WHAT NEEDS TO BE DONE: Copy out all of the lines below exactly; the pictures do not belong in the copy.

[Stored items]
##############################
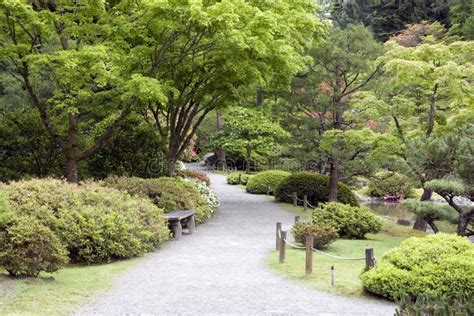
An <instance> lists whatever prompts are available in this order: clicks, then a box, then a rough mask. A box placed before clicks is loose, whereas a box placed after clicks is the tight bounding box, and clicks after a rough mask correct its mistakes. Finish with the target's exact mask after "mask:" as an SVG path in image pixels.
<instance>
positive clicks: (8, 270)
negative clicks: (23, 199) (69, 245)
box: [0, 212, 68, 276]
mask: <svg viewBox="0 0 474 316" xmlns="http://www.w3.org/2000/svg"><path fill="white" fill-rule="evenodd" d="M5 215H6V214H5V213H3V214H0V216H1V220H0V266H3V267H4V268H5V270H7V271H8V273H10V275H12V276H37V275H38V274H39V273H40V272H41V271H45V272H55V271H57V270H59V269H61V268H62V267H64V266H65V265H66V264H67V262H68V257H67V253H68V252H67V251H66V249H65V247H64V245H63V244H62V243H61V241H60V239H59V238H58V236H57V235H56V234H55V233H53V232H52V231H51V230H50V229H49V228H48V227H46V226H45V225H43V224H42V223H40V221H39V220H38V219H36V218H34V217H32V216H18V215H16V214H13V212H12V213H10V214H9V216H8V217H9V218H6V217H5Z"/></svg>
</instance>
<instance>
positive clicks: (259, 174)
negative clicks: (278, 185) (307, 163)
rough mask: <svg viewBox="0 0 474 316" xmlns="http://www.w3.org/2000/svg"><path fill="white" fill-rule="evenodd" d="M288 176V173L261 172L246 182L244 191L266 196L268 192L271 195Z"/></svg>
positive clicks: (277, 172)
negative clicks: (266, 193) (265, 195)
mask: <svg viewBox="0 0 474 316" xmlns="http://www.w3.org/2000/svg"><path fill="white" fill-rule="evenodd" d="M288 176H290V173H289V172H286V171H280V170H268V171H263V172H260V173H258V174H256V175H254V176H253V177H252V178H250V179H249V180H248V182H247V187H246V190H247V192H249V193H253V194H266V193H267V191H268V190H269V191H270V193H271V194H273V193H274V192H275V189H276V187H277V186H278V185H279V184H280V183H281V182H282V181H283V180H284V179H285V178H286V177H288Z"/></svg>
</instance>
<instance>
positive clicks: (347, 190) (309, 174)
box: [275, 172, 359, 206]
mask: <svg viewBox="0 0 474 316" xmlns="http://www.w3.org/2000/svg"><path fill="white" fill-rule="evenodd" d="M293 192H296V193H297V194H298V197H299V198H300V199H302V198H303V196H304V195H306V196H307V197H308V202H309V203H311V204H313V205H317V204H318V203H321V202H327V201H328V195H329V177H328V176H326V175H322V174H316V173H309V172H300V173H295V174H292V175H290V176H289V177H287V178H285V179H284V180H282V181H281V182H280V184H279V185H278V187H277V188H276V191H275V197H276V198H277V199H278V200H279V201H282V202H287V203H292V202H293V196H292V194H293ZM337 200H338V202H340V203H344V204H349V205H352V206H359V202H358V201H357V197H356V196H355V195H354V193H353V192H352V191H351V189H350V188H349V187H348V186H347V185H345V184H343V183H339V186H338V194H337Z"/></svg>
##############################
SOLUTION FOR THIS TASK:
An <instance> lists whatever prompts are available in this order: clicks, then a box, then a rough mask. A box placed before clicks is loose, whereas a box placed after clicks is the tight bounding box, and clicks after a rough mask correct its mistakes. Finish with the target's exact mask after "mask:" as an SVG path in image pixels.
<instance>
positive clicks: (8, 270)
negative clicks: (23, 199) (69, 245)
box: [0, 212, 68, 276]
mask: <svg viewBox="0 0 474 316" xmlns="http://www.w3.org/2000/svg"><path fill="white" fill-rule="evenodd" d="M5 215H6V214H5V213H3V214H0V216H1V220H0V266H3V267H4V268H5V270H7V271H8V273H10V275H12V276H37V275H38V274H39V273H40V272H41V271H45V272H55V271H57V270H59V269H61V268H62V267H64V266H65V265H66V264H67V262H68V257H67V253H68V252H67V251H66V249H65V247H64V245H63V244H62V243H61V241H60V239H59V238H58V236H57V235H56V234H55V233H53V232H52V231H51V230H50V229H49V228H48V227H46V226H45V225H43V224H42V223H40V221H39V220H38V219H36V218H34V217H32V216H18V215H16V214H13V212H12V213H10V214H9V216H8V217H9V218H6V217H5Z"/></svg>
</instance>
<instance>
positive clicks: (259, 174)
negative clicks: (278, 185) (307, 163)
rough mask: <svg viewBox="0 0 474 316" xmlns="http://www.w3.org/2000/svg"><path fill="white" fill-rule="evenodd" d="M288 176V173L261 172L246 182L244 191L266 196L268 192L271 195Z"/></svg>
positive clicks: (277, 172)
negative clicks: (266, 193) (265, 195)
mask: <svg viewBox="0 0 474 316" xmlns="http://www.w3.org/2000/svg"><path fill="white" fill-rule="evenodd" d="M288 176H290V173H289V172H286V171H280V170H268V171H263V172H260V173H258V174H256V175H254V176H253V177H252V178H250V179H249V180H248V182H247V187H246V190H247V192H249V193H253V194H266V193H267V191H268V190H269V191H270V193H271V194H273V193H274V192H275V189H276V187H277V186H278V185H279V184H280V183H281V182H282V181H283V180H284V179H285V178H286V177H288Z"/></svg>
</instance>
<instance>
positive clicks: (347, 190) (309, 174)
box: [275, 172, 359, 206]
mask: <svg viewBox="0 0 474 316" xmlns="http://www.w3.org/2000/svg"><path fill="white" fill-rule="evenodd" d="M293 192H296V193H297V194H298V197H299V198H300V199H302V198H303V196H304V195H306V196H307V197H308V202H309V203H311V204H313V205H317V204H318V203H321V202H327V201H328V195H329V177H328V176H326V175H322V174H316V173H309V172H300V173H295V174H292V175H290V176H289V177H287V178H285V179H284V180H282V181H281V182H280V184H279V185H278V187H277V188H276V191H275V197H276V198H277V199H278V200H279V201H282V202H287V203H292V202H293V196H292V194H293ZM337 200H338V202H340V203H344V204H349V205H352V206H359V202H358V201H357V197H356V196H355V195H354V193H353V192H352V191H351V189H350V188H349V187H348V186H347V185H345V184H343V183H339V186H338V194H337Z"/></svg>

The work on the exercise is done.